• [SOURCE MATERIAL]
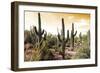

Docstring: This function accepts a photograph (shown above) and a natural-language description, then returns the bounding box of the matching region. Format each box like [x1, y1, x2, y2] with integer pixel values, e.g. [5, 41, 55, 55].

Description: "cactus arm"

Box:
[74, 31, 77, 36]
[41, 30, 44, 35]
[44, 31, 47, 40]
[65, 30, 69, 43]
[58, 33, 62, 42]
[34, 27, 39, 35]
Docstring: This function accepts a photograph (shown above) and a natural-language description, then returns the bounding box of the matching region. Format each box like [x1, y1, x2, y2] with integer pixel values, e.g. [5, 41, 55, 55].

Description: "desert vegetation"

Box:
[24, 13, 90, 61]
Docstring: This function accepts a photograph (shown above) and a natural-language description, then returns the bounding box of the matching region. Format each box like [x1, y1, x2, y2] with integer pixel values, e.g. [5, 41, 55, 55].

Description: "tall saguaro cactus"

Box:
[34, 13, 44, 47]
[58, 18, 69, 59]
[79, 32, 82, 44]
[71, 23, 77, 49]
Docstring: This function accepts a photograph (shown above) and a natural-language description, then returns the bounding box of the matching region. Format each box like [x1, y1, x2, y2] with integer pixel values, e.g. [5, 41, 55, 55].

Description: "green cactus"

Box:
[79, 32, 82, 44]
[71, 23, 77, 49]
[34, 13, 44, 48]
[58, 18, 69, 59]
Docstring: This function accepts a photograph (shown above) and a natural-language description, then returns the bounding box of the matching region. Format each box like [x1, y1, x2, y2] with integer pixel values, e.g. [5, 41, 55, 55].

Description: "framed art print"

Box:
[11, 2, 97, 71]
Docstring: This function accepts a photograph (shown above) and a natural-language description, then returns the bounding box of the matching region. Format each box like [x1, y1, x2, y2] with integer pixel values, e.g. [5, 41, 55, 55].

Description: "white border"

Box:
[18, 5, 95, 68]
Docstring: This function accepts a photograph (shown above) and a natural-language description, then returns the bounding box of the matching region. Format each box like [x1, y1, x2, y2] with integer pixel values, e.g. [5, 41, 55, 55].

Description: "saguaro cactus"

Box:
[71, 23, 77, 49]
[34, 13, 44, 47]
[58, 18, 69, 59]
[79, 32, 82, 44]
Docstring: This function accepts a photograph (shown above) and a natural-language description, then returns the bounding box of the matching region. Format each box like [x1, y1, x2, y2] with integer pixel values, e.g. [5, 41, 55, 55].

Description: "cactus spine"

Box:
[71, 23, 77, 49]
[34, 13, 44, 47]
[58, 18, 69, 59]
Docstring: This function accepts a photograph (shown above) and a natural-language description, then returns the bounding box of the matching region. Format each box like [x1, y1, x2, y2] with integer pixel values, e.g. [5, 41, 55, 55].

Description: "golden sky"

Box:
[25, 11, 90, 34]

• [STATED PROBLEM]
Copy out each line of the material above that contains the string "saguaro". Case counts, so skip any line where it appears only with different capitalization.

• [WORKED SOLUTION]
Description: "tall saguaro cactus"
Description: "saguaro cactus"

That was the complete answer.